**Task 1:**
Collect every line of the records below that contains the string "slab", treating uppercase and lowercase letters as distinct.

A method for recovering oil by injecting a miscible fluid to drive the oil vertically downward to the producing wells wherein the injected miscible fluid is heated so that it has a temperature equal to or greater than normal reservoir fluid temperature.

Description

BACKGROUND OF THE INVENTION
1. Field of the Invention
The invention pertains to the field of miscible flooding for the secondary recovery of oil from subterranean reservoirs.
2. Brief Description of the Prior Art
Oil recovery by flooding with an extraneous fluid is a well known technique. One type of flooding utilizes fluids which are miscible with the oil in the reservoir. The fluids displace the oil in the reservoir toward the production wells. Miscible fluids also clean the reservoir oil from the pores of the sand and are, therefore, a more efficient flooding medium than water which is normally used.
If the miscible fluids are less dense than the reservoir fluids the efficiency of these miscible fluids is further enhanced by injecting them higher in the reservoir than the level where oil production is taken. This results in a vertical drive in the reservoir which takes advantage of natural density gradients and places the lighter fluid on top of the heaver fluid. Most miscible fluids are light hydrocarbons, solvents or gases for example, which are lighter than reservoir oil; therefore, a vertical drive is the most effective means of flooding the oil column with these miscible fluids.
The success of vertical flooding is dependent upon maintaining a well defined, discrete horizontal interface between the miscible fluid and the oil to be displaced. Mixing of the oil and the miscible fluid is detrimental to the flooding operation since the miscible fluid loses its ability to clean the oil in the reservoir as it becomes increasingly saturated with oil.

[Point placement records]
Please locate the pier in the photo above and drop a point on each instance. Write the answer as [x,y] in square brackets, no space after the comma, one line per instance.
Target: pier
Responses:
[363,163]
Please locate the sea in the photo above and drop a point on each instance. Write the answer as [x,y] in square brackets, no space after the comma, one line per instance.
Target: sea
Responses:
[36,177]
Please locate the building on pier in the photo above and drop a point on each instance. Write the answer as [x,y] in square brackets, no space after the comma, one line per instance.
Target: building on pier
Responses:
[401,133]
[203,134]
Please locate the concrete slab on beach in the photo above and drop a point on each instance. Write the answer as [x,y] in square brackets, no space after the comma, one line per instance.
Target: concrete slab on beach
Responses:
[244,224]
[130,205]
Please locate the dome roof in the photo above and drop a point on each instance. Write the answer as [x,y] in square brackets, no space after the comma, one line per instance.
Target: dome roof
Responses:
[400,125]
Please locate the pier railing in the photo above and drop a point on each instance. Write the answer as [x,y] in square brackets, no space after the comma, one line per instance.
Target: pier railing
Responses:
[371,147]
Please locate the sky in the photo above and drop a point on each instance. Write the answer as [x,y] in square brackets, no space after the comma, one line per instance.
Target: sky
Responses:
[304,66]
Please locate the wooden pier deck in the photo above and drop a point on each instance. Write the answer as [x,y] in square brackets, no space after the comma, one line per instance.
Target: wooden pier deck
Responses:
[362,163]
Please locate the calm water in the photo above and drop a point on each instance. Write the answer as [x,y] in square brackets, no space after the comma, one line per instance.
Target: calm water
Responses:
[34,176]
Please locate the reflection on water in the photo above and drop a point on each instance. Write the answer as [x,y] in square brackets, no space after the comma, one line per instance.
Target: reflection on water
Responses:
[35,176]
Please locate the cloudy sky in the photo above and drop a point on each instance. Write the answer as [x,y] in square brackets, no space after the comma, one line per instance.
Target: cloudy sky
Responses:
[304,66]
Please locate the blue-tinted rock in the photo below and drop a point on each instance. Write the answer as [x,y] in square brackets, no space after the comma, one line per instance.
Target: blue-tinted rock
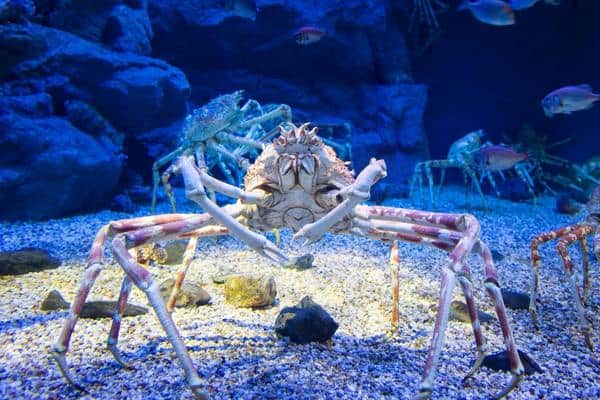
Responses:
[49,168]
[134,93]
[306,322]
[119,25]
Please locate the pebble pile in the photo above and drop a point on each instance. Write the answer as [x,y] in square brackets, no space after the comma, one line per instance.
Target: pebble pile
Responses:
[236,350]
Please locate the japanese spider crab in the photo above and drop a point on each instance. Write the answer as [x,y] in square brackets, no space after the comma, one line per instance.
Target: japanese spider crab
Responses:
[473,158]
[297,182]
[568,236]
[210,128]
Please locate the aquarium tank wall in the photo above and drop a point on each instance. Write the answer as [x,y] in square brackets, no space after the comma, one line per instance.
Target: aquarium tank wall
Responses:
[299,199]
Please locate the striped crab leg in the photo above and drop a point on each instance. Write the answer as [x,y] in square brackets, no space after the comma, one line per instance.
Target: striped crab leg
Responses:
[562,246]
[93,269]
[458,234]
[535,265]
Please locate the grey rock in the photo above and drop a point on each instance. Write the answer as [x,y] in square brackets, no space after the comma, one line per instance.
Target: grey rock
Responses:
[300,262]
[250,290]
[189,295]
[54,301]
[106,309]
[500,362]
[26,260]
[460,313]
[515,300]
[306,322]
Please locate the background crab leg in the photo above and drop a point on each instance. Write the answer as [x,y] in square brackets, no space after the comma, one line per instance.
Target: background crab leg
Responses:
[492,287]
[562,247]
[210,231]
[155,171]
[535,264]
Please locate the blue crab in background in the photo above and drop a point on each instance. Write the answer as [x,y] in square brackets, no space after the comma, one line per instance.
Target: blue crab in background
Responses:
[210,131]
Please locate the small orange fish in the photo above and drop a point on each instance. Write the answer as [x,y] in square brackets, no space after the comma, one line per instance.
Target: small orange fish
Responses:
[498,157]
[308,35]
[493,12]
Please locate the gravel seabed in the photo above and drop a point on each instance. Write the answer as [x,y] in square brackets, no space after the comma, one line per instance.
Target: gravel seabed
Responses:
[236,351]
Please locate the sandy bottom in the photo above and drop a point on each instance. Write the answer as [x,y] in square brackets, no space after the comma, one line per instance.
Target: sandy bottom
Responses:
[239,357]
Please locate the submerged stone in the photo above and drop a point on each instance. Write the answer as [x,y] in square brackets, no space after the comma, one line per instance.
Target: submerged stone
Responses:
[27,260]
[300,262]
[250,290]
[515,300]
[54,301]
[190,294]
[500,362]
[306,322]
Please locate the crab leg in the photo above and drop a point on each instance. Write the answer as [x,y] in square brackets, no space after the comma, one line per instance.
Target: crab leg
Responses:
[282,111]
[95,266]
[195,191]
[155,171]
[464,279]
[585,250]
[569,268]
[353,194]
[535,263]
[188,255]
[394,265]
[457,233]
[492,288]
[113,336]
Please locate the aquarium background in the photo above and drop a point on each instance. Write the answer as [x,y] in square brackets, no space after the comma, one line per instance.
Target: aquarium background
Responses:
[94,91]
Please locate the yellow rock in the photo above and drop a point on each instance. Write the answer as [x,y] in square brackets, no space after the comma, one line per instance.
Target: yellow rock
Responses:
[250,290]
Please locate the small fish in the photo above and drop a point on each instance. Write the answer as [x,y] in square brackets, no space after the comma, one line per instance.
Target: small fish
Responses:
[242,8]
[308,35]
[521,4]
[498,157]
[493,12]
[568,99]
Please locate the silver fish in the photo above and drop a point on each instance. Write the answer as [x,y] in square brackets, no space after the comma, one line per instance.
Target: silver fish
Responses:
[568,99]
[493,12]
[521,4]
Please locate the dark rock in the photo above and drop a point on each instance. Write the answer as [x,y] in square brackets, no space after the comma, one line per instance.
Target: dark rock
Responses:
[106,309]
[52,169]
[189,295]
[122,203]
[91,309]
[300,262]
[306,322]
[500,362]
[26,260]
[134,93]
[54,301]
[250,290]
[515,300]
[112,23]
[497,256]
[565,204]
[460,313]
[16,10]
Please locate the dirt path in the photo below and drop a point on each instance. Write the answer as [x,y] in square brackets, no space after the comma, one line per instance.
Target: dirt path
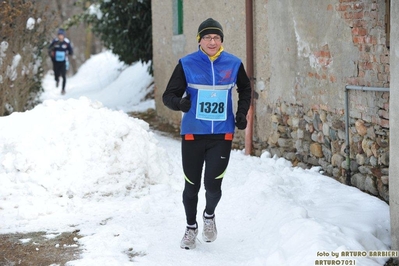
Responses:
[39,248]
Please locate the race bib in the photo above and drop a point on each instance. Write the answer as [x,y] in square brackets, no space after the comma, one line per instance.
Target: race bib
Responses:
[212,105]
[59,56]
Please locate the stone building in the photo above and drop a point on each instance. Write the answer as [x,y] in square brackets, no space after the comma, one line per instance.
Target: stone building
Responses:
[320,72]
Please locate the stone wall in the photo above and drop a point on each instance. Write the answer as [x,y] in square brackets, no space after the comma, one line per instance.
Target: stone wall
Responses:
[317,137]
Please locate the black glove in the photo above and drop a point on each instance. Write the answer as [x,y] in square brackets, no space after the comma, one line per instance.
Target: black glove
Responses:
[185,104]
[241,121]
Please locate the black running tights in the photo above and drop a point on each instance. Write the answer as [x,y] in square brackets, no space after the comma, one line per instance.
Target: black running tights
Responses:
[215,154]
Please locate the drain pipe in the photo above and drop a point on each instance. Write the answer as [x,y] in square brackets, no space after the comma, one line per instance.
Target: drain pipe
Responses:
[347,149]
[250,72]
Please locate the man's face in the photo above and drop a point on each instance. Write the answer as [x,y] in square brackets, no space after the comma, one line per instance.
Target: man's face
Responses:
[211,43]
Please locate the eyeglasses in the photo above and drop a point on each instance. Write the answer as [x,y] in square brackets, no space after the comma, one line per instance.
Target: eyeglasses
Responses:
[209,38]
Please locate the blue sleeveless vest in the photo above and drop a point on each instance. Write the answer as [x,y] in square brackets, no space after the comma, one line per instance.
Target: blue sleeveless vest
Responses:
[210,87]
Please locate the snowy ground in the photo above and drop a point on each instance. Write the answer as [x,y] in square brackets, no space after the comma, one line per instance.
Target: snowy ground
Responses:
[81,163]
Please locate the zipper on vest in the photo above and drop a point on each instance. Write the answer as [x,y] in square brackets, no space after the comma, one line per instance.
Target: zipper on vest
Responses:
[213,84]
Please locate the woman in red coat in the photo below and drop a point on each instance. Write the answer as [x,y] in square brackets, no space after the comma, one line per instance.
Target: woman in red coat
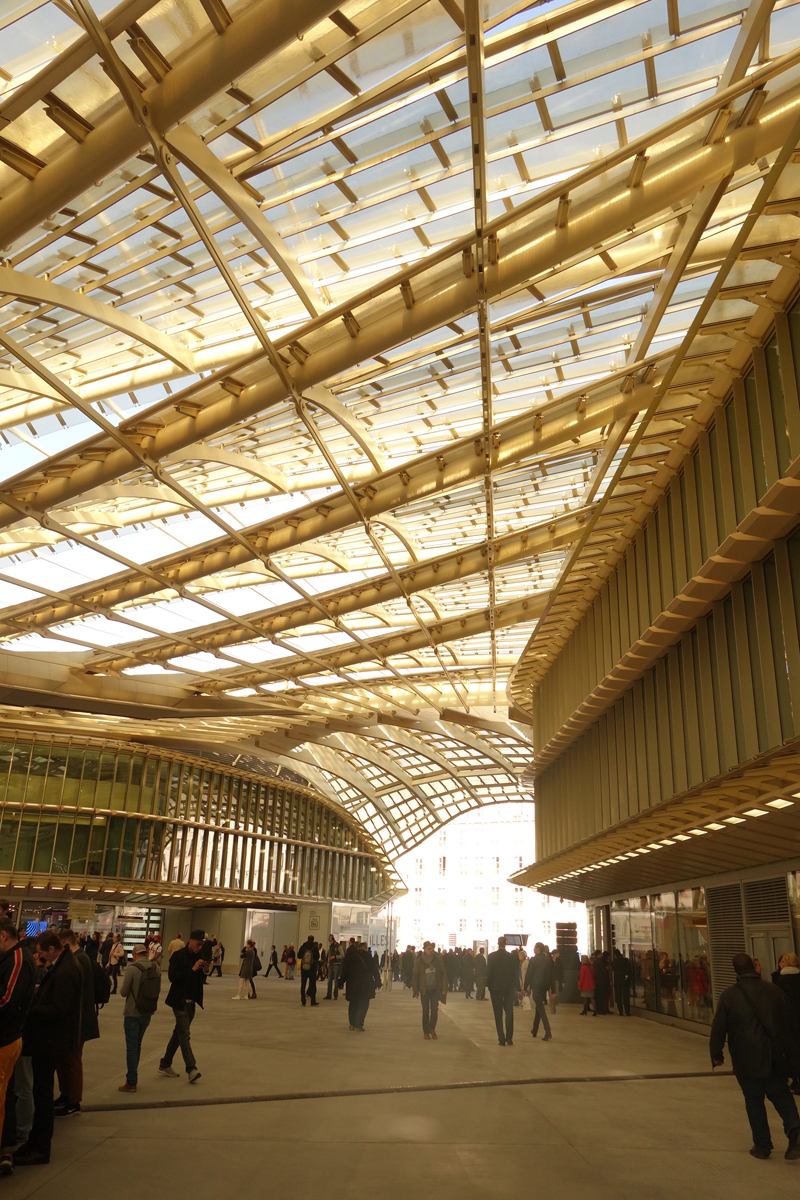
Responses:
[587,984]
--
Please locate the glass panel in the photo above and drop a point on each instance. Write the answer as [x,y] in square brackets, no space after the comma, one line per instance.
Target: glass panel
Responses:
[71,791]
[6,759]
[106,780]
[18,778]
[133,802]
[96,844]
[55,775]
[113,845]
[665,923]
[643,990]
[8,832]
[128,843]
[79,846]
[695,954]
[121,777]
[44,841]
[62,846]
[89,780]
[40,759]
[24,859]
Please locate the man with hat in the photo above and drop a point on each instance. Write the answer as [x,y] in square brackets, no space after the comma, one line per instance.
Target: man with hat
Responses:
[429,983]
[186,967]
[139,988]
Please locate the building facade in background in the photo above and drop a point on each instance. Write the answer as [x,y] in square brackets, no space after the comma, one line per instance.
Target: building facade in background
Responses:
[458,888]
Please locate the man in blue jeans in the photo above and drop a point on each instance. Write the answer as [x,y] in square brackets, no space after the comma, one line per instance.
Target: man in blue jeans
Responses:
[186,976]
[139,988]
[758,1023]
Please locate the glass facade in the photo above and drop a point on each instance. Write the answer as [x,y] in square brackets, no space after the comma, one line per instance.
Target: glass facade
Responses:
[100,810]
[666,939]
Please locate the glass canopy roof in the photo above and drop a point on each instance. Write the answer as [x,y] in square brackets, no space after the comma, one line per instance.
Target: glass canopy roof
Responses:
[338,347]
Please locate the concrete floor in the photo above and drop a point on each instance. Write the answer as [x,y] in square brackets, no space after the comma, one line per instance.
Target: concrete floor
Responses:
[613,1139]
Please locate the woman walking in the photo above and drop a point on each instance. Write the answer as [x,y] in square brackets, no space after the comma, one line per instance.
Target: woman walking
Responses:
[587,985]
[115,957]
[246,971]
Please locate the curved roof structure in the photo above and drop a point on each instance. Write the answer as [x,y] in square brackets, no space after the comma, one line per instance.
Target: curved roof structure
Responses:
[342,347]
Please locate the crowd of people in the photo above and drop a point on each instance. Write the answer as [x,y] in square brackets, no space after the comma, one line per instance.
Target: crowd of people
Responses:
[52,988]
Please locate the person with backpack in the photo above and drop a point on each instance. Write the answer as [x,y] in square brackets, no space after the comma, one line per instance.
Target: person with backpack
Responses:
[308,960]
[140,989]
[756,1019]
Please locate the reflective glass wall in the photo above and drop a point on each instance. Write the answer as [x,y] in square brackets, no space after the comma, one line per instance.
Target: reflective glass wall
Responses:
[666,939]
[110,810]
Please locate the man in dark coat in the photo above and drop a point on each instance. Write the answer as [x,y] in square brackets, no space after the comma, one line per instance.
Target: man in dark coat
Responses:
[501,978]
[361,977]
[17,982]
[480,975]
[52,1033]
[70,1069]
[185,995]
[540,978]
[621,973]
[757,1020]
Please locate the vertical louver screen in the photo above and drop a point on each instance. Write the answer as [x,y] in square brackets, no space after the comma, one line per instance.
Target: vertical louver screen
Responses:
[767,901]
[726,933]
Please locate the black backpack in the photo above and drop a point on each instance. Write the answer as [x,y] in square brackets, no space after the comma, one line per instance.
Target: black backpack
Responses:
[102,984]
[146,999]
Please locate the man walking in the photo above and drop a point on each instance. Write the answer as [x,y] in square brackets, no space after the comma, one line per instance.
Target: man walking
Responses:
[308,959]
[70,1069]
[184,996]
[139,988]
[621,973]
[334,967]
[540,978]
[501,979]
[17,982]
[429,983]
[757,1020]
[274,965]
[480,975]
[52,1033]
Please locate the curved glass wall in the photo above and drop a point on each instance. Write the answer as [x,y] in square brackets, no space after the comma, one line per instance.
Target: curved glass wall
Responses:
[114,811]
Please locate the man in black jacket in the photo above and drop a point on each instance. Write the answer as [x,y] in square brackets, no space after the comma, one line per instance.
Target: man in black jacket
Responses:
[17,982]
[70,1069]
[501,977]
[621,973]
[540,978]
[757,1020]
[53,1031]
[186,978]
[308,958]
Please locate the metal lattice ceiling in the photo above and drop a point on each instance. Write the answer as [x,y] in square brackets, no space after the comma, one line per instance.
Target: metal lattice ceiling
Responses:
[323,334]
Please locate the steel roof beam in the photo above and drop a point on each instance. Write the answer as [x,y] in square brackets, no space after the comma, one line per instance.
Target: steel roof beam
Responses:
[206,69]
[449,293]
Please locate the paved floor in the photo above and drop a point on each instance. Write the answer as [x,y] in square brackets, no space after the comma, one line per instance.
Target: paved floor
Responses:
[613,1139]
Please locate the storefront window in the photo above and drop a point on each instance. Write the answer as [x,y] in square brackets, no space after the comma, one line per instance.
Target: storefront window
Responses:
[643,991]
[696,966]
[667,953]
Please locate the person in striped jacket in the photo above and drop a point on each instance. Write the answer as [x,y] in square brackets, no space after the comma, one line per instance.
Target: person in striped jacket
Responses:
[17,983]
==
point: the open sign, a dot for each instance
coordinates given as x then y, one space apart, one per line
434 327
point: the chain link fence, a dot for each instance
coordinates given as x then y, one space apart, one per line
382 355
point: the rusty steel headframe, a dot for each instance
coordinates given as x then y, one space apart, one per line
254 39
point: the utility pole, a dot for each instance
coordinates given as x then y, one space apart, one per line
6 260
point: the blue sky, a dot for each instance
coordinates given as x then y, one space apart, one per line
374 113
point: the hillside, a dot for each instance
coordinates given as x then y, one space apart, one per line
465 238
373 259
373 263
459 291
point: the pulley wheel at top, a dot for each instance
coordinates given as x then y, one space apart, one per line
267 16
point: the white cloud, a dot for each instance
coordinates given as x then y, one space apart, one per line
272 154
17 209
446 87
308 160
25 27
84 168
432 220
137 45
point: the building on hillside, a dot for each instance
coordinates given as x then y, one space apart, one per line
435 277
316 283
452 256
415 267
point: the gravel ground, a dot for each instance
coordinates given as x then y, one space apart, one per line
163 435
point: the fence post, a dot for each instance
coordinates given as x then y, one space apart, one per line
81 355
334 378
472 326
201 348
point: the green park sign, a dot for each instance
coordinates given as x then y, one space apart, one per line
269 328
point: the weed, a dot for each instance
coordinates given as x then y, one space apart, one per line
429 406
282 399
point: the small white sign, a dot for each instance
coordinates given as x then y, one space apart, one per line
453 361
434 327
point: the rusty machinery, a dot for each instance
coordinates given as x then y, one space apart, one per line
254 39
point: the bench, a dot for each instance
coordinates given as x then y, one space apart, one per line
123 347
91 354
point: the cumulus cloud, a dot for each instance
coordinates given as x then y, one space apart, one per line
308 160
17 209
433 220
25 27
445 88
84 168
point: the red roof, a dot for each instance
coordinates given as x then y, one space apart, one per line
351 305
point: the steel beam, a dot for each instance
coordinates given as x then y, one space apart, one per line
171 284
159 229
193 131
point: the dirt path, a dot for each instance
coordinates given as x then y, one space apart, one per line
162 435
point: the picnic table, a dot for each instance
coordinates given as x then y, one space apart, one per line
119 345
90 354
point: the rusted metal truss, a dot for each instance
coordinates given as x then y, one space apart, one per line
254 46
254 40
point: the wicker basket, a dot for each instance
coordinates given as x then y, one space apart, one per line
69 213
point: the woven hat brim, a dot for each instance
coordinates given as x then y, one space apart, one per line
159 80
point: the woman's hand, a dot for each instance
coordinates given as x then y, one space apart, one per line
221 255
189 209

**Task 2:**
Reproduce the stretch of the oil recovery passage above from "2. Brief Description" through "is normally used.", with no alterations.

**Full answer 1:**
Please locate the concrete slab on beach in the photo above and drop a point on each instance. Write the answer as [x,y] in square brackets, no space after the comma, one line per instance.
Target: concrete slab on beach

**Full answer 2:**
2. Brief Description of the Prior Art
Oil recovery by flooding with an extraneous fluid is a well known technique. One type of flooding utilizes fluids which are miscible with the oil in the reservoir. The fluids displace the oil in the reservoir toward the production wells. Miscible fluids also clean the reservoir oil from the pores of the sand and are, therefore, a more efficient flooding medium than water which is normally used.